[TASK PROMPT]:
Retype all of the material below word for word, keeping every line in its original order.

[INFORMATION SHOWN]:
--- begin ---

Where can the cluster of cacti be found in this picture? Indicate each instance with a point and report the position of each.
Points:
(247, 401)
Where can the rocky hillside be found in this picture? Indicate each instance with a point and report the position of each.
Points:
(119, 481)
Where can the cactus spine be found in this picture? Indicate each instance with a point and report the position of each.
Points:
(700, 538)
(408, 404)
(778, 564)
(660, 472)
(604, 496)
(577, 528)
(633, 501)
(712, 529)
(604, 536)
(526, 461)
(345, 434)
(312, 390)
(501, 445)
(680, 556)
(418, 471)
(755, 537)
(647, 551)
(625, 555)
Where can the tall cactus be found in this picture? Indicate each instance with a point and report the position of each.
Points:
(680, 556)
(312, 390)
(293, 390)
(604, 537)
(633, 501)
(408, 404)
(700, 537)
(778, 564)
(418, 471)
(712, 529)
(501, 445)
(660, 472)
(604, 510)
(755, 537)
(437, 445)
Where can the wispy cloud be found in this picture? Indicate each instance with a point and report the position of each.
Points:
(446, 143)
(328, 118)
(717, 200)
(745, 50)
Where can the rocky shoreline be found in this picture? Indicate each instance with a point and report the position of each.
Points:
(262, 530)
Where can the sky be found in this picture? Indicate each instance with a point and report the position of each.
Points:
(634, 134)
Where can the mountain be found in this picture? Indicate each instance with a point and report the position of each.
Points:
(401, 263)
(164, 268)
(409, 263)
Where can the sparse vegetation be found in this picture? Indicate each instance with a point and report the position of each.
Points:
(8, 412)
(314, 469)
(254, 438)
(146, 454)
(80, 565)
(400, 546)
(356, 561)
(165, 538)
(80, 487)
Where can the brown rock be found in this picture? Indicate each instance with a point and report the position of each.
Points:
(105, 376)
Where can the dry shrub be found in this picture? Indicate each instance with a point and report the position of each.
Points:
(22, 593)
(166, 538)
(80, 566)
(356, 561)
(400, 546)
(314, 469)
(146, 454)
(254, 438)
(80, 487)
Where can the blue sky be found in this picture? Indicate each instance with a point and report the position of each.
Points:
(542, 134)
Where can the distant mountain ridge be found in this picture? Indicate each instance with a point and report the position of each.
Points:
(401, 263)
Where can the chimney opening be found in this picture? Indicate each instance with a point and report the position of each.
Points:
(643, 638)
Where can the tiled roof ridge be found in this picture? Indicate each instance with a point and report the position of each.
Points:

--- end ---

[CORRECT RESULT]:
Where can the cluster of cacti be found in this picture? Indicate each instance with a point and report the position of each.
Points:
(247, 401)
Where can the rocky hillside be found in this picture? Indicate each instance with a point and report the position of each.
Points:
(119, 481)
Where can the cactus spine be found in this picture? Indicate each instance with a point and report the position of each.
Points:
(700, 538)
(408, 404)
(778, 564)
(660, 472)
(604, 496)
(577, 528)
(633, 501)
(712, 529)
(604, 536)
(526, 461)
(345, 434)
(312, 390)
(501, 445)
(680, 556)
(418, 471)
(755, 537)
(647, 551)
(625, 555)
Where can the tall cactus be found in this picture? Indicate each instance with a point and report the position of each.
Points:
(680, 556)
(312, 390)
(293, 390)
(604, 537)
(633, 501)
(408, 404)
(700, 537)
(778, 564)
(418, 471)
(712, 529)
(501, 445)
(660, 472)
(604, 510)
(755, 537)
(437, 445)
Where can the wispy cloud be found in this picture? Indicate each instance with a point and report the position of each.
Points:
(446, 143)
(328, 118)
(717, 200)
(745, 50)
Where can the rocky shoreline be found in this picture? Indicate each instance with a point and report the position of each.
Points:
(262, 530)
Where can the sky be found in this picture? Indicate each instance with a point and report the position of each.
Points:
(634, 134)
Where can the mountain be found in this picture? Indicate each instance with a point and report the position of each.
Points:
(401, 263)
(164, 268)
(409, 263)
Where can the sparse vegetation be found in this picture? Indicate each instance with a point and report the position of each.
Points:
(8, 412)
(314, 469)
(254, 438)
(146, 454)
(80, 565)
(400, 546)
(356, 561)
(165, 538)
(80, 487)
Where can the brown rock be found in this picture? Indicate each instance with a point and report the position of each.
Points:
(105, 376)
Where can the dry shrub be found in this picture? Indicate each instance with a point and report the position of each.
Points:
(22, 593)
(166, 538)
(80, 566)
(356, 561)
(400, 546)
(314, 469)
(146, 454)
(254, 438)
(80, 487)
Where can the blue sky be found in this picture? Indicate each instance with a point and report the position of each.
Points:
(542, 134)
Where can the distant mountain ridge be found in this picture? Indicate each instance with a point and report the position of each.
Points:
(401, 263)
Where can the chimney opening be found in this picture? Indicate each instance with a point and report the position of each.
Points:
(643, 638)
Where can the tiled roof ridge be found in this picture? Indicate each instance with a point and report the position of each.
Points:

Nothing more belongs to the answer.